# Short problem
Nothing but the lines from the one containing "the fish pectoral" to the end of the data should be returned, each exactly as written.

# Data entries
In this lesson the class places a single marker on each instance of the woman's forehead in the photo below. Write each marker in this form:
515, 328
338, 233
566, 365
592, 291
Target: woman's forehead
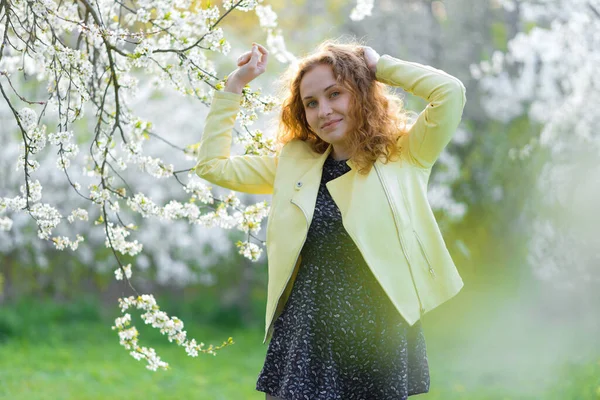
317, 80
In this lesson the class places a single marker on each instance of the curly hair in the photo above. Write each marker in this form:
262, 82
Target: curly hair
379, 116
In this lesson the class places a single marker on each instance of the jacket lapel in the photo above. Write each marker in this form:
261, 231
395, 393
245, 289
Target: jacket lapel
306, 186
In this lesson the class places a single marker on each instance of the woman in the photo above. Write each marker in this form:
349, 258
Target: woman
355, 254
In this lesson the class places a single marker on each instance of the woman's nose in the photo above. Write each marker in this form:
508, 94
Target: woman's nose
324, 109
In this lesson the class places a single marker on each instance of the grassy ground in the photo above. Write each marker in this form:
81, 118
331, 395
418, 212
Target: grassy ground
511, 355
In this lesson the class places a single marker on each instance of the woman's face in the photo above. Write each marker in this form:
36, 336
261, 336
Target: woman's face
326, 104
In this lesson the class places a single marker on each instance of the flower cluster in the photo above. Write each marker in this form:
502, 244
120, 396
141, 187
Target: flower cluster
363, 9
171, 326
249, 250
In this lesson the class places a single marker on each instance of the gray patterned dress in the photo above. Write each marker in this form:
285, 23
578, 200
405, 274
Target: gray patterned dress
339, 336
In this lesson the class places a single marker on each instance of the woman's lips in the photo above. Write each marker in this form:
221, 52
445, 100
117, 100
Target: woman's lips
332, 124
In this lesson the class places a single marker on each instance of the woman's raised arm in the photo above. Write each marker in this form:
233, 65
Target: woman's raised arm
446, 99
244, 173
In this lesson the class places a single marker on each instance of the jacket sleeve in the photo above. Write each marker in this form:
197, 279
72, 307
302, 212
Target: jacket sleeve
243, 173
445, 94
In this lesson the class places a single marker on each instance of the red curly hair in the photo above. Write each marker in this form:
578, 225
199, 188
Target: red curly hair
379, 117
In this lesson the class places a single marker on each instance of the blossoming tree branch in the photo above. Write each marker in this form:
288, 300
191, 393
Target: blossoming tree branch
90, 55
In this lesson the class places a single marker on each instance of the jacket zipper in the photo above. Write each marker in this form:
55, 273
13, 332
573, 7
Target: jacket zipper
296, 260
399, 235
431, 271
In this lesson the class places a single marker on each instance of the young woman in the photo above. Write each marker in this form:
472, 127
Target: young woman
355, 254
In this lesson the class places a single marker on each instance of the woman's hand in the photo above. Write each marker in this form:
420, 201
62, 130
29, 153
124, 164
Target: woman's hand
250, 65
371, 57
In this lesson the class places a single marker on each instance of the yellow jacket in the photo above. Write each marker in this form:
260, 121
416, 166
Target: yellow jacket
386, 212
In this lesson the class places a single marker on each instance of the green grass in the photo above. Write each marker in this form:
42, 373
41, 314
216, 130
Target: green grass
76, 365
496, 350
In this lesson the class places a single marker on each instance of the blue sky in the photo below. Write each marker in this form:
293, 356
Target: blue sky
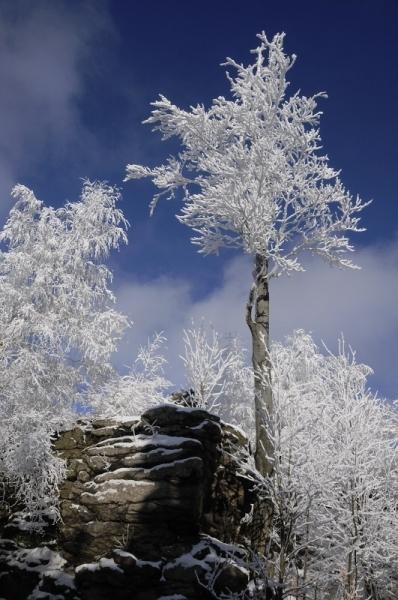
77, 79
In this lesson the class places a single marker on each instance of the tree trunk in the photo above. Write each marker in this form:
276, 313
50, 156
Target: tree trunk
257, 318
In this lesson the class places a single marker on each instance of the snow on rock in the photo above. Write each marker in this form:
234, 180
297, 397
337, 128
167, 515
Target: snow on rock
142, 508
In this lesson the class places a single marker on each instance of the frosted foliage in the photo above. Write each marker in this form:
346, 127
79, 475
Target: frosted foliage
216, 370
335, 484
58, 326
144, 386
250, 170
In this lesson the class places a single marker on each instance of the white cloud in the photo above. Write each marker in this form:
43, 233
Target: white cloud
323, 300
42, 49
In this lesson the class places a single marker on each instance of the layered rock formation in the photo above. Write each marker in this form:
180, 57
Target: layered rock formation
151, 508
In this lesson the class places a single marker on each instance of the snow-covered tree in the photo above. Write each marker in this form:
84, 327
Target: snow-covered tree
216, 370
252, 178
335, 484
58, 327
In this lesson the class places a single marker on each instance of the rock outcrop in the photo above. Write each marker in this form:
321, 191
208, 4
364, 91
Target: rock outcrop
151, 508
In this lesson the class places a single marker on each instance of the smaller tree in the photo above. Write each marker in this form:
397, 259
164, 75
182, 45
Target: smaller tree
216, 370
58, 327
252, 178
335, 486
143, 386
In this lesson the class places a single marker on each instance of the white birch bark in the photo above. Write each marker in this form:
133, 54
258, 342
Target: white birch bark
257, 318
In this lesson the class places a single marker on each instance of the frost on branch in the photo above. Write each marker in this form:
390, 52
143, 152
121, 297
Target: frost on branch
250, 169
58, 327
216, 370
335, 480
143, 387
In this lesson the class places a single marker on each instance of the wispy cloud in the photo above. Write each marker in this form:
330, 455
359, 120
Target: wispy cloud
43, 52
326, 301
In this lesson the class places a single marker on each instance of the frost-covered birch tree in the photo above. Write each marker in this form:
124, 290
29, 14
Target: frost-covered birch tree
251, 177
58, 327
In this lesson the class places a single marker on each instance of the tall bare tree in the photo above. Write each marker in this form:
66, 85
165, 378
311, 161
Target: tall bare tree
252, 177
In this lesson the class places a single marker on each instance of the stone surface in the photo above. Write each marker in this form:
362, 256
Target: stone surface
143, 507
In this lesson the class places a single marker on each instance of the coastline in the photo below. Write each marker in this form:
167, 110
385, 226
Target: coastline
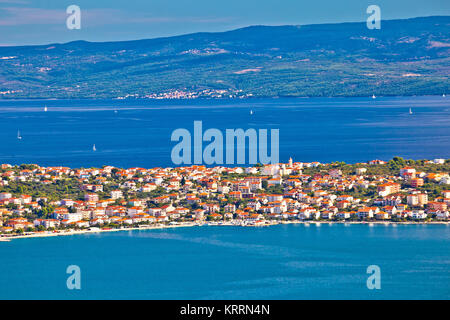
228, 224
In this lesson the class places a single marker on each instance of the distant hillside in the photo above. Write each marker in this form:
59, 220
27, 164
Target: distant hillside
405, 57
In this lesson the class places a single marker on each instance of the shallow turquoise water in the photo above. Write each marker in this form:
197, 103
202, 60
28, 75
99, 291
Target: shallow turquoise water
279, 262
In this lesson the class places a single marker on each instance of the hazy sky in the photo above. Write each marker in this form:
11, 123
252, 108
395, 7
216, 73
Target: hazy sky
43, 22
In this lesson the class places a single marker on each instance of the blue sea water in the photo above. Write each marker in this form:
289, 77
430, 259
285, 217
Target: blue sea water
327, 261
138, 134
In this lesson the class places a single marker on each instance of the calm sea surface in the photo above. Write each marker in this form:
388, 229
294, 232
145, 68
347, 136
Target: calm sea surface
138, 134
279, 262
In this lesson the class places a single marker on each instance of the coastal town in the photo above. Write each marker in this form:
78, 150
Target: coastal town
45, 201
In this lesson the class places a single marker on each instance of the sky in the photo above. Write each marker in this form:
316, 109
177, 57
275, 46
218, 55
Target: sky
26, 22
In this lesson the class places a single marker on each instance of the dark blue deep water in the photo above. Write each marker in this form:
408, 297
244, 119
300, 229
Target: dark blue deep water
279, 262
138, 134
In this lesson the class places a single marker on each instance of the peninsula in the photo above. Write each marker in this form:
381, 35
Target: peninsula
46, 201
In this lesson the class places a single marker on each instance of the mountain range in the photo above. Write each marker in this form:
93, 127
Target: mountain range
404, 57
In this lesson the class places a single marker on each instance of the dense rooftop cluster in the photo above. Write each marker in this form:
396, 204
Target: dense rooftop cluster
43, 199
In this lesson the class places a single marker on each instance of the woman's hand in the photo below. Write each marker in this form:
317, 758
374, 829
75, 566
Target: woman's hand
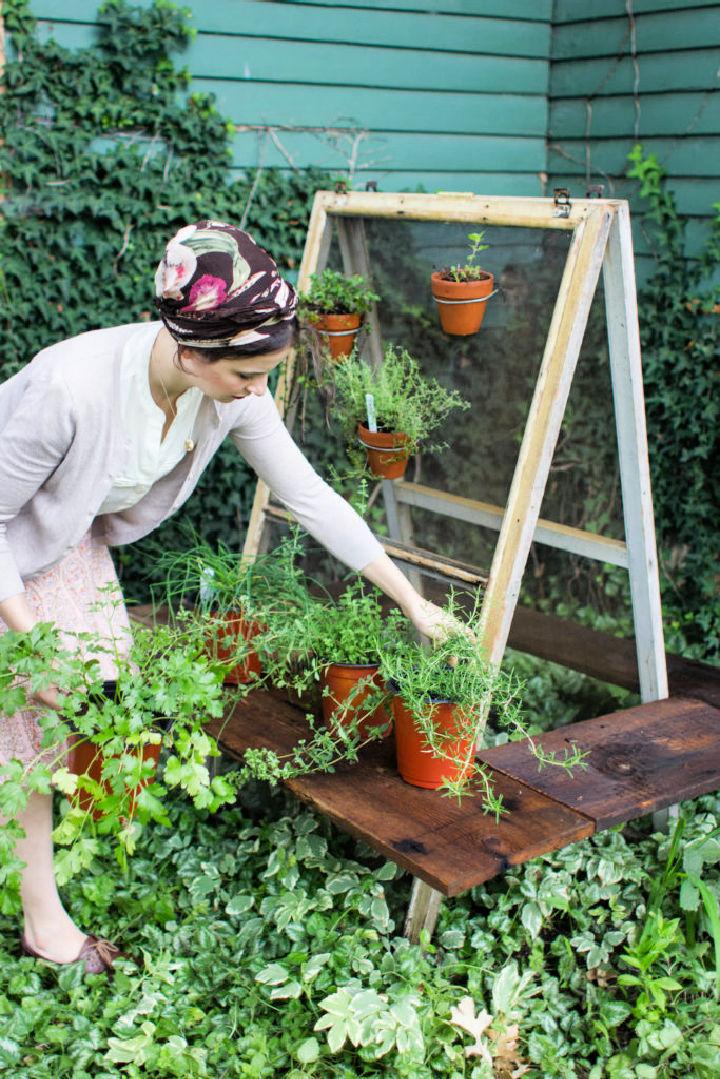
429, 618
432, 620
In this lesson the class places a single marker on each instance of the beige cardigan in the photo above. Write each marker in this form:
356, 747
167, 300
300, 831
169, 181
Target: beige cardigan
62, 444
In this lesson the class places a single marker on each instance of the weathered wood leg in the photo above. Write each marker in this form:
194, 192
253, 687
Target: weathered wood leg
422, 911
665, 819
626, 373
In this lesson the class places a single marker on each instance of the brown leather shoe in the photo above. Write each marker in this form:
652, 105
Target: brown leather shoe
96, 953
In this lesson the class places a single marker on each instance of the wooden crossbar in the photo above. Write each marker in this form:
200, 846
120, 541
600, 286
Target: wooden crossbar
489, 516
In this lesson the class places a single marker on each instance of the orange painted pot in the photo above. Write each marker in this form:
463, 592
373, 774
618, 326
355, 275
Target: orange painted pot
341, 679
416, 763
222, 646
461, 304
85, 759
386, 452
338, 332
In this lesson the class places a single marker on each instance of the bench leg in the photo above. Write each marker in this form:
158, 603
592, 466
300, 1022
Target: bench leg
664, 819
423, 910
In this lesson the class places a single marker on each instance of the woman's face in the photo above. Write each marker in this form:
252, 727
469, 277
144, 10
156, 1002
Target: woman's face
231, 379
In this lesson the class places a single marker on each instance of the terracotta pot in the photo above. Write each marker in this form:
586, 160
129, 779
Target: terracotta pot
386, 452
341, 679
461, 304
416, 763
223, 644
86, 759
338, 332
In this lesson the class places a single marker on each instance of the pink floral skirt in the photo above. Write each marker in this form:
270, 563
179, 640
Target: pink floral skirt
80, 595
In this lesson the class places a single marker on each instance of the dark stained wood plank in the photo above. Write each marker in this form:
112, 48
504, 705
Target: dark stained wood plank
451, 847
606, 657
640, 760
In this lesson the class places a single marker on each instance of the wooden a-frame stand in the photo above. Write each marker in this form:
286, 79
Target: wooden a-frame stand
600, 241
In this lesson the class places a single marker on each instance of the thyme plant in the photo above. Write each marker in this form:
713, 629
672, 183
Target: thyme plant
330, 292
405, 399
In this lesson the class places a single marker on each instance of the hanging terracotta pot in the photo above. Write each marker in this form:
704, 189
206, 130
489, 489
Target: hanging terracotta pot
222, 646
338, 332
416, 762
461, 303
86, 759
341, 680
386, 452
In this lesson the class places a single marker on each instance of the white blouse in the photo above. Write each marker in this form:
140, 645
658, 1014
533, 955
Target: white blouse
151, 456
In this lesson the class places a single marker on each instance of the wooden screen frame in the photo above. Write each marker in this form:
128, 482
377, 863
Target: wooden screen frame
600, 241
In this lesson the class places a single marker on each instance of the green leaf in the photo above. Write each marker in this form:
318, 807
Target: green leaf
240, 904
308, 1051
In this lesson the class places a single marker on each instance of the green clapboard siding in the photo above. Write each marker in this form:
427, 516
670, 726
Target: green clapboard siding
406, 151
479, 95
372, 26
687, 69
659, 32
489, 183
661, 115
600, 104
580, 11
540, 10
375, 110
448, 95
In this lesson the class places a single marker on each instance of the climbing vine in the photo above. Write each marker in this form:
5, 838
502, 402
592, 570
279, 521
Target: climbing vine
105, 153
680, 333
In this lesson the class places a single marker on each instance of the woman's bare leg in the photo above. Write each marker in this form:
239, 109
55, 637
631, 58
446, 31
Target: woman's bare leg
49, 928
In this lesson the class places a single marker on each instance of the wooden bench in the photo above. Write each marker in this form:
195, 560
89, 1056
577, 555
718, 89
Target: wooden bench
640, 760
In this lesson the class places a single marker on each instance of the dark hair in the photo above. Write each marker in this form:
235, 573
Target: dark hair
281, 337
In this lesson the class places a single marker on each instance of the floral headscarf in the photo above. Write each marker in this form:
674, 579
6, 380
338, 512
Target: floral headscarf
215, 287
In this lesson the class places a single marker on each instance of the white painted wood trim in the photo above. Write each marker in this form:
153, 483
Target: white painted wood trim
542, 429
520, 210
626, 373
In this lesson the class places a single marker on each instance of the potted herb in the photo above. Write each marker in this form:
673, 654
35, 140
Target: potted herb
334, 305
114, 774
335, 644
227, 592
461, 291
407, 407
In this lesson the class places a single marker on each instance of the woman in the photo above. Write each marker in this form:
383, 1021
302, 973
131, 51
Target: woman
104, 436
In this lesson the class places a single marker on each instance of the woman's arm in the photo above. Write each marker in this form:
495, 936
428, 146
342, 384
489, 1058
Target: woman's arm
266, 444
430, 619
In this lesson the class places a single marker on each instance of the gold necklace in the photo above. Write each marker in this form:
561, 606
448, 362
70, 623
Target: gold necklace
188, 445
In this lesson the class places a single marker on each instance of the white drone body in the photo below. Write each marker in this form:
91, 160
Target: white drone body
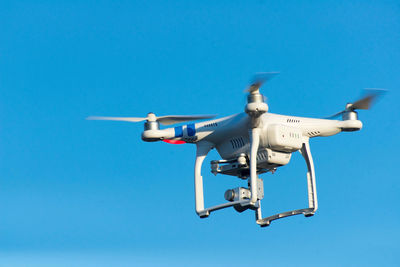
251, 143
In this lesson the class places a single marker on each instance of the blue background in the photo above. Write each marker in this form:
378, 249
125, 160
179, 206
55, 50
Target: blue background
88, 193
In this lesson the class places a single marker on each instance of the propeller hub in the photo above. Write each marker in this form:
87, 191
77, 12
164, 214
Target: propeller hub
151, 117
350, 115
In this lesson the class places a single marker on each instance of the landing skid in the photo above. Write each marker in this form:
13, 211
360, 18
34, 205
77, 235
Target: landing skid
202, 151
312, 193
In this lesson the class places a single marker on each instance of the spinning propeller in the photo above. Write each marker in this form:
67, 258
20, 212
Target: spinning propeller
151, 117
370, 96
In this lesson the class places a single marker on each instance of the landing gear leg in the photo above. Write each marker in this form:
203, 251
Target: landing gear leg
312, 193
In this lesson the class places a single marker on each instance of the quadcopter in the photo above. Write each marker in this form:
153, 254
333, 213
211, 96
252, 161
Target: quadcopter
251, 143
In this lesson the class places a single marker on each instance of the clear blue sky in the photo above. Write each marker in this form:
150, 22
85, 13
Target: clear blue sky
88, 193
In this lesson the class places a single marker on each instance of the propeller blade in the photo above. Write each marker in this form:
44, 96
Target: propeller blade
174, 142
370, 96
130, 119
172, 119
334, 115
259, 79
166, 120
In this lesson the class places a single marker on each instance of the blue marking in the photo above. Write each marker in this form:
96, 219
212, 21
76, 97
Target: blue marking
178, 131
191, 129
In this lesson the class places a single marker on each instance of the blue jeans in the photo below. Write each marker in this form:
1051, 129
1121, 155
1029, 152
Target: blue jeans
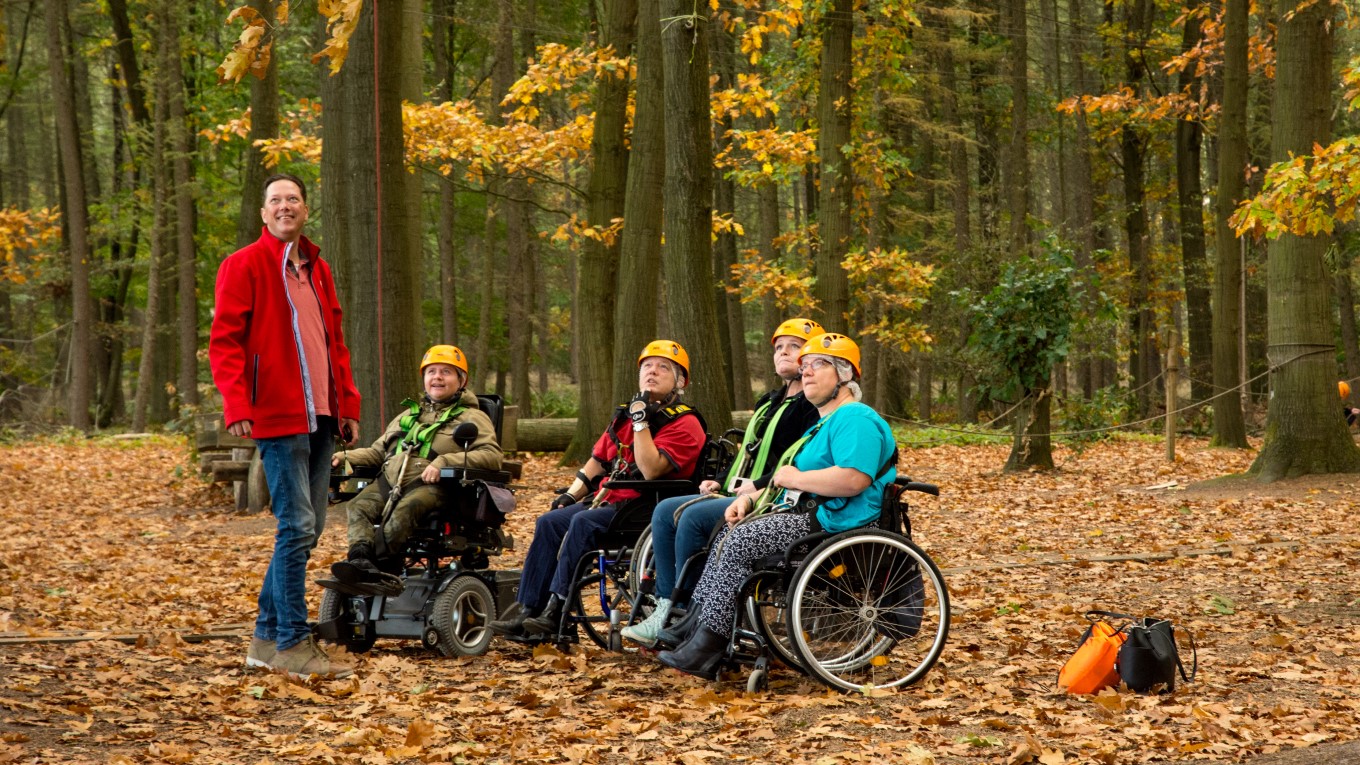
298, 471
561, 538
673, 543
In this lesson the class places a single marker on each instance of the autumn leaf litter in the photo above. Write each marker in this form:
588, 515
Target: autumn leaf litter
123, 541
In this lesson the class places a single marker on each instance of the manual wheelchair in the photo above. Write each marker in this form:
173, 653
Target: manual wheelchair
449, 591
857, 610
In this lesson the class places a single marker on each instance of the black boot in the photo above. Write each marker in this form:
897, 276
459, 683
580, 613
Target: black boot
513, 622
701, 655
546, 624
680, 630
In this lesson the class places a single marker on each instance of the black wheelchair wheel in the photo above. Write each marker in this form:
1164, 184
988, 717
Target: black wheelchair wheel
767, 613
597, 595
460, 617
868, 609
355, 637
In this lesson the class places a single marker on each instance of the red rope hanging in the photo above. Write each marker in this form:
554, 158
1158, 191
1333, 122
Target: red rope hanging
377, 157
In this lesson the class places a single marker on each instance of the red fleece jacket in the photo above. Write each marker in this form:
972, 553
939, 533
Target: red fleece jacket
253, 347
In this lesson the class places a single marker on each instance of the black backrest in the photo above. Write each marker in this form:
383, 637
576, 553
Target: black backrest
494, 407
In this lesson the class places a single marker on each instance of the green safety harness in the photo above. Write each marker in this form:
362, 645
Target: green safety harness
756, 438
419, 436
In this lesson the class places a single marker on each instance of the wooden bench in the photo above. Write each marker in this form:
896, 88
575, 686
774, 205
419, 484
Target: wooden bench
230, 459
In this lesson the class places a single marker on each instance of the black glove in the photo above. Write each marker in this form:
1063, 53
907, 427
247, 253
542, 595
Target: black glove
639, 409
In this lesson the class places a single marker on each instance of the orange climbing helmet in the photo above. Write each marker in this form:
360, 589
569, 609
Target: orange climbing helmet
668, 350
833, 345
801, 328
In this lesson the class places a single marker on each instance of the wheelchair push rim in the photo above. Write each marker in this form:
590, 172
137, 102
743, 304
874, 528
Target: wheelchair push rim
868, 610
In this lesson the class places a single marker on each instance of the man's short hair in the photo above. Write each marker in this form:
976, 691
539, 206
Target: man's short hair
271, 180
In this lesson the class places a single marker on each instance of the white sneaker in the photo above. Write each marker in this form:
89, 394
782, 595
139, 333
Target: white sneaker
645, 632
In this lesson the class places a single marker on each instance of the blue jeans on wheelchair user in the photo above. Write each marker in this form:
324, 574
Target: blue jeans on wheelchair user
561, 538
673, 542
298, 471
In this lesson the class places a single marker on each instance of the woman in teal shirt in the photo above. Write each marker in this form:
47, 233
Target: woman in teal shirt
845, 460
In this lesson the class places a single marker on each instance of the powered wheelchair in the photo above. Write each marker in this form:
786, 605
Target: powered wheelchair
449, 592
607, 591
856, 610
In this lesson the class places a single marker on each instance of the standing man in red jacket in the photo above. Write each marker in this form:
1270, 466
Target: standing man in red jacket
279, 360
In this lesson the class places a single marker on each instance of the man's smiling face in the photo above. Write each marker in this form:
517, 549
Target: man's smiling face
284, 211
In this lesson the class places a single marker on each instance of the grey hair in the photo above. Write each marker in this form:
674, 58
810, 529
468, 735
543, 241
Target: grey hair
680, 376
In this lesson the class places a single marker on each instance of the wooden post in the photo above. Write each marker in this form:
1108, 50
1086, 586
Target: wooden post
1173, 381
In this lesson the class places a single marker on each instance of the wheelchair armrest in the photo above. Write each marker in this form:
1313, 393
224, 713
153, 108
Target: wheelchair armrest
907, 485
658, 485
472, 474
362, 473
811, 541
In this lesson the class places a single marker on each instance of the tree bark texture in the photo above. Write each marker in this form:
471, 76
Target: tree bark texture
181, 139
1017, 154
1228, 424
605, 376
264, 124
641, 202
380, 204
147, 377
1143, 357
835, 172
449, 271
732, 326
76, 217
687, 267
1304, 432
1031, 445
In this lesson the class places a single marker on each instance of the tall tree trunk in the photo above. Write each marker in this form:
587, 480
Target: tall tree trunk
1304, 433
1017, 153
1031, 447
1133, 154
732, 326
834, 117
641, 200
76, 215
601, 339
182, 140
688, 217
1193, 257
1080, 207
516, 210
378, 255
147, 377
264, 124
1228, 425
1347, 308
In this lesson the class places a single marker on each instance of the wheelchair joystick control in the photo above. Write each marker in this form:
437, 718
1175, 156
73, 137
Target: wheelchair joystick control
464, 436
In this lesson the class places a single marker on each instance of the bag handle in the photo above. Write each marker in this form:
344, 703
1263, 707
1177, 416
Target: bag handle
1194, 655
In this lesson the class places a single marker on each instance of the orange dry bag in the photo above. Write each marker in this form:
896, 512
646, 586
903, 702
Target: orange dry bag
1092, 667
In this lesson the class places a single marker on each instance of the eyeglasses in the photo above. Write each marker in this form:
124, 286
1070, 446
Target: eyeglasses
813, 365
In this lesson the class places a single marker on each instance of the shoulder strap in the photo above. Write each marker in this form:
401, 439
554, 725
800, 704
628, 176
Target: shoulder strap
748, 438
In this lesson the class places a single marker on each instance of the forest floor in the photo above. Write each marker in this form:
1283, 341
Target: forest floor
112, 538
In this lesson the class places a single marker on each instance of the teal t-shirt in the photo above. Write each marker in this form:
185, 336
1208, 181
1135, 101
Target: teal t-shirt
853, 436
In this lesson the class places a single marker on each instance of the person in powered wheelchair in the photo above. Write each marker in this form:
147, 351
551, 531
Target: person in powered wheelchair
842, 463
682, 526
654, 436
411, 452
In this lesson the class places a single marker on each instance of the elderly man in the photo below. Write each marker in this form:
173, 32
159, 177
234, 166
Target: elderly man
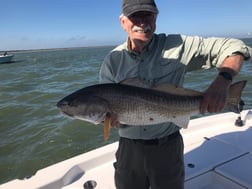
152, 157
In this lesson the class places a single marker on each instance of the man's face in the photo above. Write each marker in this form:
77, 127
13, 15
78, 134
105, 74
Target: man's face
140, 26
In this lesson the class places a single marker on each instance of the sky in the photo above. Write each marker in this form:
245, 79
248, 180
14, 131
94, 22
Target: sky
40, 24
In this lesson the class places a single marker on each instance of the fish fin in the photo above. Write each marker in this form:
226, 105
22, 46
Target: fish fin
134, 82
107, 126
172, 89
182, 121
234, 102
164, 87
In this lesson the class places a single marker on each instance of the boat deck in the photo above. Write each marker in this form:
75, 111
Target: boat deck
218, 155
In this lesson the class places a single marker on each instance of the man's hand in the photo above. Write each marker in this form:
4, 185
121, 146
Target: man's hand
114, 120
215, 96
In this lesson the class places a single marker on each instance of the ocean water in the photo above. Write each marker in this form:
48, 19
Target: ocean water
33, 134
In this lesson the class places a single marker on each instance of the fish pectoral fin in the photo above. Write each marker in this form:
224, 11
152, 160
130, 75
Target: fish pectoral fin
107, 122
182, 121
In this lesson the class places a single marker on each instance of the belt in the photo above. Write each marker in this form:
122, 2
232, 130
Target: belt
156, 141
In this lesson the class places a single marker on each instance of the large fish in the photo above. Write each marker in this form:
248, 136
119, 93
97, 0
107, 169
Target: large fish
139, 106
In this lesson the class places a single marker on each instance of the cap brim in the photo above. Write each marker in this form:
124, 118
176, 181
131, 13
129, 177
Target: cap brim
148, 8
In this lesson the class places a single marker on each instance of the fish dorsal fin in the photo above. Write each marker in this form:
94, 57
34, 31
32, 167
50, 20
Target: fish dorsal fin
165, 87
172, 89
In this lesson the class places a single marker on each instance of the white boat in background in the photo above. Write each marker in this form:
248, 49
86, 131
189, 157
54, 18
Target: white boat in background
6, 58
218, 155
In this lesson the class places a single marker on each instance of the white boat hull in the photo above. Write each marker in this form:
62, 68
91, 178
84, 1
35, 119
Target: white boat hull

# Expected output
In this lesson the class places a single marker on each instance of the fish pectoral fin in the photo above. Write each marker in this form:
224, 11
152, 160
130, 75
Target: fish pectoral fin
107, 122
182, 121
In this lesson the class places a single marker on each instance of the belt in the photo above. Write each marker in this form:
122, 2
232, 130
Target: belt
156, 141
In this lesson the class places a single marker on each instance of the large fish in the photo above. Write each marker in this form:
248, 136
119, 93
97, 0
107, 169
Target: large fish
139, 106
In this lesson the class places a single marker on each instance of the cap brim in the photo above. Write each marker in this form:
124, 118
176, 181
131, 13
129, 177
Target: cap brim
148, 8
In this lesson the class places a single marker on each instance of the fish dorsal fin in the photo above. Write each marker in this form:
94, 57
34, 31
32, 167
50, 20
Target: fish dorsal fin
165, 87
172, 89
In this lesson the class places a single marker on each instance of the white boat in background in the photo above. Write each marker in this form:
248, 49
86, 131
189, 157
54, 18
Target: white boat in background
6, 58
218, 155
In this lesson the class places a single marker on each instance of the white boat hull in the photo above. Write each marker in this form:
62, 68
91, 178
84, 1
35, 119
Target: white boat hull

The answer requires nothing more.